═══ Document text

Why Trees Are Tall

There are three main reasons why trees are tall:

  1. To get more sunlight for their leaves.

  2. To protect their leaves from ground-based leaf eaters.

  3. To increase the distance that the wind carries their seeds, for trees that use wind-based seed dispersal.

Of these, #1 is the most important, because it affects almost all trees and it affects them more strongly than #2 or #3. Redwood trees can tower 100 meters over the ground; I'm not aware of any ground-based leaf eater taller than the giraffe, which tops out at around 6 meters.

As for #3, there are diminishing returns to growing taller just to send your seeds farther away. If you are trying to avoid competing with your progeny for light and soil nutrients, you only need to get them past your canopy and root system. If you are trying to prevent seed eaters from getting too many seeds in each bite, then the average seed displacement is proportional to height (see equation 1 of Nathan et al.'s "Mechanistic models for tree seed dispersal by wind in dense forests and open landscapes"), making the seed density inversely proportional to height squared. There's also the fact that as your seeds get more distant, the probability increases that they land in a biome not friendly to trees, like a lake.

══════

### Exercise goal
Please carry the piece on why trees are tall further, picking up after its last sentence about seeds landing in a lake.

═══ Provided data

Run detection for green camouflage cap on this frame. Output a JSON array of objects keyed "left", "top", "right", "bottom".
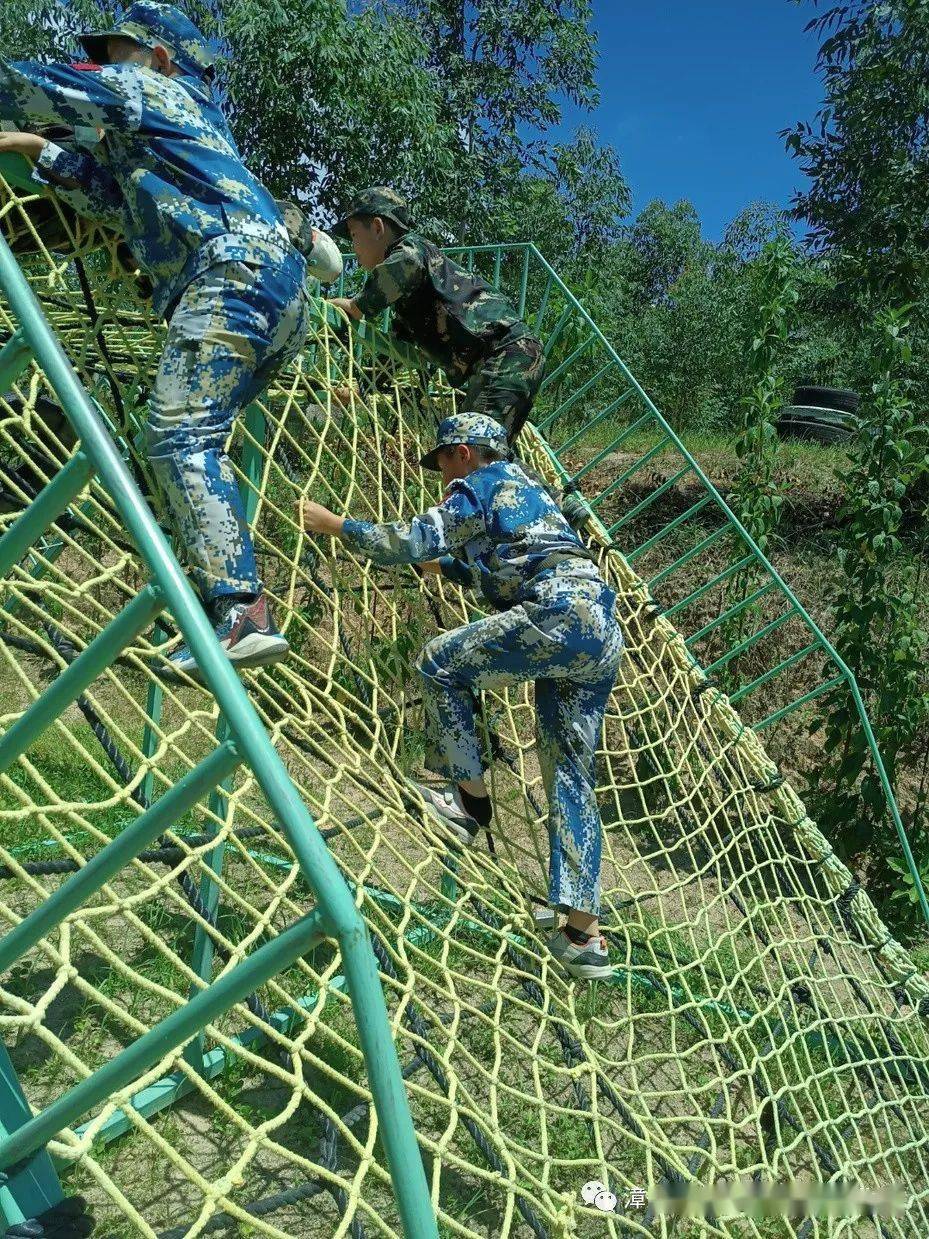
[
  {"left": 420, "top": 413, "right": 509, "bottom": 470},
  {"left": 332, "top": 185, "right": 412, "bottom": 237},
  {"left": 81, "top": 0, "right": 216, "bottom": 77}
]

══════

### Written reply
Why does being taller help trees get more sunlight? Because they are in competition with other trees for that sunlight. To quote Kevin Simler's superb Parable of the Redwoods:

[T]he redwood is locked in an evolutionary arms race ("height race") with itself. It grows tall because other redwoods are tall, and if it doesn't throw most of its effort into growing upward as fast as possible, it will literally wither and die in the shadows of its rivals.

This competition has real costs for the trees; every bit of energy they use to grow upwards is energy they can't for example use to fight disease. (For trees, the race to the top can be a race to the bottom, so to speak.) In fact, foresters will sometimes thin forests for the express purpose of making the remaining trees healthier, though in that case the only reduced competition is for water and soil nutrients; the trees still grow tall as fast as they can.

And why is that? Why can't trees detect when there are no other trees around and start slacking in the height department? You might think that the answer to that is easy: trees can't do that because they don't have eyes to see with, and even if they did, they don't have brains to make decisions with.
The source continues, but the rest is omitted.